Text excerpt:
++++++++

Ever since I started wearing an Apple Watch about a year ago, I have become more attuned to the various health metrics it tracks.

How many steps was I taking per day?

What was my resting heart rate?

How many hours a night did I sleep?

How did my heart rate variability change over time?

This newfound awareness made me realise how much technology can influence our understanding of personal health.

I'm assuming that I’m not the only one experiencing this switch.

As more people become engaged with their own health data, it’s clear that the demand for personalised healthcare is on the rise.

This trend has significant implications for the pharmaceutical sector, driving innovation in areas such as precision medicine, digital therapeutics, and patient-centred care.

You see, healthcare impacts everything and everyone, regardless of their economic or social status.

Take Covid-19 for example. It starkly highlighted how robust healthcare systems can stabilise economies while inadequate infrastructure can bring them to a standstill.

As things are in 2024, the prospects of the Indian pharma sector look really good, all thanks to two big changes that have happened recently.

++++++++

Dataset excerpts:

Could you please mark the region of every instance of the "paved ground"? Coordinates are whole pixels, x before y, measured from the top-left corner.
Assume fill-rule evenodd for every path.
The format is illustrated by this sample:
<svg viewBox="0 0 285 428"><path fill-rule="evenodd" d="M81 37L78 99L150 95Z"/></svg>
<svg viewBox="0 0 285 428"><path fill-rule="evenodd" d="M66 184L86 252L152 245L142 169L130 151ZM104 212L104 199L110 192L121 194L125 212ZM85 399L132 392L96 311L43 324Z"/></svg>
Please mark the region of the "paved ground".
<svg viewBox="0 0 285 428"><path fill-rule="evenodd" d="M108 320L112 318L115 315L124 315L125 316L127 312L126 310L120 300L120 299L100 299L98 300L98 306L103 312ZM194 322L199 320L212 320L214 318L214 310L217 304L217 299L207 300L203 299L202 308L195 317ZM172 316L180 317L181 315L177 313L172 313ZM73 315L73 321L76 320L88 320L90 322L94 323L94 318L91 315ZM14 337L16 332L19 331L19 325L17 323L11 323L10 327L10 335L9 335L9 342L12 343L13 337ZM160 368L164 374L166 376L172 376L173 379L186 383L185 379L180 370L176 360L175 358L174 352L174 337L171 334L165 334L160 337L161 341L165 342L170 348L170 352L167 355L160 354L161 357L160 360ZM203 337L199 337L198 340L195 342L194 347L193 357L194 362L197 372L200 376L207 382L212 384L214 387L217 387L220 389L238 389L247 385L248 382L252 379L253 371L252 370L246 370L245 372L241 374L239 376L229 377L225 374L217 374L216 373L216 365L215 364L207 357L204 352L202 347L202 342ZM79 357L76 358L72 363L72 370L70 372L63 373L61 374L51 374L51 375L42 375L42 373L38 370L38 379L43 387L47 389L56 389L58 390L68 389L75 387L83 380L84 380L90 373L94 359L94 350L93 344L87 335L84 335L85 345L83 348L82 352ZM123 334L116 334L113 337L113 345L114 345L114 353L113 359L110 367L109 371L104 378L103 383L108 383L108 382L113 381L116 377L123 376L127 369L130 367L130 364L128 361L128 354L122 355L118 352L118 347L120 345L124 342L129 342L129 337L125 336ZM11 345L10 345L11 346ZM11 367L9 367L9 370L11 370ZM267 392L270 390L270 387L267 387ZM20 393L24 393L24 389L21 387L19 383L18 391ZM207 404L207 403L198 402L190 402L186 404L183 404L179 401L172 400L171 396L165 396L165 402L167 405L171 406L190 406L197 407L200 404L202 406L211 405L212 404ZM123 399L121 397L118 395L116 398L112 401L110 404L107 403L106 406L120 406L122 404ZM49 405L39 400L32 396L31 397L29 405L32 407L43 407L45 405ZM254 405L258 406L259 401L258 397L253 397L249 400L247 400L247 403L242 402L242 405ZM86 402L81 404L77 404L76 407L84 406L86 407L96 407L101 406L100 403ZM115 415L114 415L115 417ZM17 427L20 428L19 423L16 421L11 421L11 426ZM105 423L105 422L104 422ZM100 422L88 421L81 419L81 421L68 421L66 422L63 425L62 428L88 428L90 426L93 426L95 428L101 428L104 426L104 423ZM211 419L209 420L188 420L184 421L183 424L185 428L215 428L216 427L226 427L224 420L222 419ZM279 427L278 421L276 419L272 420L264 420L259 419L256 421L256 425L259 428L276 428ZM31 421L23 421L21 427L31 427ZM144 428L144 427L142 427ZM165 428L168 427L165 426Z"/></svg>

++++++++

Work to complete: In the text on personal health tracking, how long ago did the writer start wearing an Apple Watch? Answer from the text alone, without the listing.

Finished task: About a year ago.